▸ **PROBLEM DESCRIPTION**: Could you rewrite the listing below with "rough mask" changed to "coarse mask" everywhere and nothing else altered?
── DATA TO EXAMINE
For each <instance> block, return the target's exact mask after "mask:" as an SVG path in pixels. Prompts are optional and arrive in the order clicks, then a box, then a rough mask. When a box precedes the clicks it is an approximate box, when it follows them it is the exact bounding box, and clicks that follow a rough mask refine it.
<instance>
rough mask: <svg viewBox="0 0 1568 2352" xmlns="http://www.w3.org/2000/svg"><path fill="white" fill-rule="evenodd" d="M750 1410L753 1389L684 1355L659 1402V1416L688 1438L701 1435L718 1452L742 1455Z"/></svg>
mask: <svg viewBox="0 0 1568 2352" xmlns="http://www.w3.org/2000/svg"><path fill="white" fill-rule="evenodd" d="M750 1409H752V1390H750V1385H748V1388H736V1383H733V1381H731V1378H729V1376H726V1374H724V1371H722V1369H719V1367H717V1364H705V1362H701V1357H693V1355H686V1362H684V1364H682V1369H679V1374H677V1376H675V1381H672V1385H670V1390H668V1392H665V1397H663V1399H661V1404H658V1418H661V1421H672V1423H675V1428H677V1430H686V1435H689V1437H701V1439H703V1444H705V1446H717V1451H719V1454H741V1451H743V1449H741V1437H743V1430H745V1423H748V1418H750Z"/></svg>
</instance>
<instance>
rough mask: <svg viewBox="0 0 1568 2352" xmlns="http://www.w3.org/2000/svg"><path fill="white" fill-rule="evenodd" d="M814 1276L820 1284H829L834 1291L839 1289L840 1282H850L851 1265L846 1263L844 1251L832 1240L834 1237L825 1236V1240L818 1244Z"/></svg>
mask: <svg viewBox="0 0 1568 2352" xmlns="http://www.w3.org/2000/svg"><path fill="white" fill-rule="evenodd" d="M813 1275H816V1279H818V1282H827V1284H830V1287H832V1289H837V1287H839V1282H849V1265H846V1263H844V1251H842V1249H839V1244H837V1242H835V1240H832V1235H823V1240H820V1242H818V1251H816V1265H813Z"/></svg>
────
▸ **ANSWER TO THIS TASK**:
For each <instance> block, return the target's exact mask after "mask:" as an SVG path in pixels. Prompts are optional and arrive in the order clicks, then a box, then a coarse mask. When a box precedes the clicks it is an approximate box, when it follows them it is the exact bounding box, and clicks that follow a coarse mask refine it.
<instance>
coarse mask: <svg viewBox="0 0 1568 2352" xmlns="http://www.w3.org/2000/svg"><path fill="white" fill-rule="evenodd" d="M750 1410L753 1389L684 1355L659 1402V1416L688 1438L701 1435L718 1452L742 1455Z"/></svg>
mask: <svg viewBox="0 0 1568 2352" xmlns="http://www.w3.org/2000/svg"><path fill="white" fill-rule="evenodd" d="M750 1409H752V1390H750V1385H748V1388H736V1383H733V1381H731V1378H729V1376H726V1374H724V1371H722V1369H719V1367H717V1364H705V1362H701V1357H693V1355H686V1362H684V1364H682V1369H679V1374H677V1376H675V1381H672V1385H670V1390H668V1392H665V1397H663V1399H661V1404H658V1418H661V1421H672V1423H675V1428H677V1430H686V1435H689V1437H701V1439H703V1444H705V1446H717V1451H719V1454H741V1451H743V1449H741V1437H743V1430H745V1423H748V1418H750Z"/></svg>
</instance>
<instance>
coarse mask: <svg viewBox="0 0 1568 2352" xmlns="http://www.w3.org/2000/svg"><path fill="white" fill-rule="evenodd" d="M814 1276L820 1284H829L834 1291L839 1289L840 1282H850L851 1265L846 1263L844 1251L832 1240L834 1237L825 1236V1240L818 1244Z"/></svg>
mask: <svg viewBox="0 0 1568 2352" xmlns="http://www.w3.org/2000/svg"><path fill="white" fill-rule="evenodd" d="M813 1275H816V1279H818V1282H827V1284H830V1287H832V1289H837V1287H839V1282H849V1265H846V1263H844V1251H842V1249H839V1244H837V1242H835V1240H832V1235H823V1240H820V1242H818V1251H816V1265H813Z"/></svg>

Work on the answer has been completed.